╭─ Exercise materials

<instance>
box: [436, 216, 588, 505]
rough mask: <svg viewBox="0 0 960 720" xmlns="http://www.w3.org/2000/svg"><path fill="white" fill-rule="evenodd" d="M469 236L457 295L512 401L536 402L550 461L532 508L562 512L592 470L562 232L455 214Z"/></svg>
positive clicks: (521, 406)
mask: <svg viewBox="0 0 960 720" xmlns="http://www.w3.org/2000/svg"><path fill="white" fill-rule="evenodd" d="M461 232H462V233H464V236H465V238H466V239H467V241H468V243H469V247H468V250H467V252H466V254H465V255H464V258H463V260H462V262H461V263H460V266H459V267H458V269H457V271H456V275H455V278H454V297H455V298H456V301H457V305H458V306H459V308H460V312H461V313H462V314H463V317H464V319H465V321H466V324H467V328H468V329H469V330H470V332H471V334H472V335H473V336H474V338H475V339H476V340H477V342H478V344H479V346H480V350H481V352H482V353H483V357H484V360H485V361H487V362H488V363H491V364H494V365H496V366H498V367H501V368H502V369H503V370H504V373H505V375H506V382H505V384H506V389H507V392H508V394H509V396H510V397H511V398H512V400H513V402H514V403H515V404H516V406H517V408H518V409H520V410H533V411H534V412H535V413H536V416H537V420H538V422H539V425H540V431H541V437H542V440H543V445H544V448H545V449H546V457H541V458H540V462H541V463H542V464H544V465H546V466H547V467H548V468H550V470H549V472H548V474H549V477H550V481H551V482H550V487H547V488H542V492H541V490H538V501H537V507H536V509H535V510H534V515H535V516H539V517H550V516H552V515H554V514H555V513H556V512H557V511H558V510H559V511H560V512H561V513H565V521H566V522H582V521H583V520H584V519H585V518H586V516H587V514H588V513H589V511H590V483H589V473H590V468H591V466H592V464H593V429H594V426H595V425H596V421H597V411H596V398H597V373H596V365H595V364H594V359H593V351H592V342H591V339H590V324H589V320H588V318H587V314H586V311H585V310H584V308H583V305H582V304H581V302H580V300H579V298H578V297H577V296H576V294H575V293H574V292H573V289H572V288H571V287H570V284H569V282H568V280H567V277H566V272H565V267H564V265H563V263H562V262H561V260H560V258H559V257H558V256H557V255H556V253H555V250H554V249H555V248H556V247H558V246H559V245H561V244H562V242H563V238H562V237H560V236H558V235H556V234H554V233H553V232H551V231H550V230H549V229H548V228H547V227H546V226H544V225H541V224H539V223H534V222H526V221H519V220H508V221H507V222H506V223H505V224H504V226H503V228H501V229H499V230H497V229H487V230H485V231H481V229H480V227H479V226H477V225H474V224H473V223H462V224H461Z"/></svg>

╰─

# Exercise goal:
Please rewrite the records with "positive clicks" replaced by "foreground clicks", leaving everything else unchanged.

# Result of this exercise:
<instance>
box: [436, 216, 588, 505]
rough mask: <svg viewBox="0 0 960 720" xmlns="http://www.w3.org/2000/svg"><path fill="white" fill-rule="evenodd" d="M469 236L457 295L512 401L536 402L550 461L532 508L562 512L592 470L562 232L455 214Z"/></svg>
foreground clicks: (521, 406)
mask: <svg viewBox="0 0 960 720" xmlns="http://www.w3.org/2000/svg"><path fill="white" fill-rule="evenodd" d="M461 232H462V233H464V236H465V238H466V239H467V241H468V243H469V247H468V250H467V252H466V254H465V255H464V258H463V260H462V262H461V263H460V266H459V267H458V269H457V271H456V275H455V278H454V297H455V298H456V301H457V305H458V306H459V308H460V312H461V313H462V314H463V317H464V319H465V321H466V324H467V328H468V329H469V330H470V332H471V334H472V335H473V336H474V338H475V339H476V340H477V342H478V344H479V346H480V350H481V352H482V353H483V357H484V360H485V361H487V362H488V363H491V364H494V365H496V366H498V367H501V368H502V369H503V370H504V373H505V375H506V382H505V384H506V389H507V392H508V394H509V396H510V397H511V398H512V400H513V402H514V403H515V404H516V406H517V408H518V409H520V410H533V411H534V412H535V413H536V416H537V420H538V422H539V425H540V431H541V437H542V440H543V445H544V448H545V449H546V457H541V458H540V462H541V463H542V464H544V465H546V466H547V467H548V468H550V470H549V472H548V474H549V477H550V481H551V482H550V487H547V488H542V492H541V490H538V501H537V507H536V509H535V510H534V515H535V516H539V517H550V516H552V515H554V514H555V513H556V512H557V511H558V510H559V511H560V512H561V513H565V521H566V522H582V521H583V520H584V519H585V518H586V516H587V514H588V513H589V511H590V483H589V473H590V468H591V466H592V464H593V429H594V426H595V425H596V421H597V411H596V398H597V373H596V365H595V364H594V359H593V351H592V342H591V339H590V324H589V320H588V318H587V314H586V311H585V310H584V308H583V305H582V304H581V302H580V300H579V298H578V297H577V296H576V294H575V293H574V292H573V289H572V288H571V287H570V284H569V282H568V280H567V277H566V272H565V267H564V265H563V263H562V262H561V260H560V258H559V257H558V256H557V255H556V253H555V250H554V249H555V248H556V247H558V246H559V245H561V244H562V242H563V238H562V237H560V236H558V235H556V234H554V233H553V232H551V231H550V230H549V229H548V228H547V227H546V226H544V225H541V224H539V223H534V222H526V221H519V220H508V221H507V222H506V223H505V224H504V226H503V228H501V229H499V230H497V229H487V230H485V231H481V229H480V227H479V226H477V225H474V224H473V223H462V224H461Z"/></svg>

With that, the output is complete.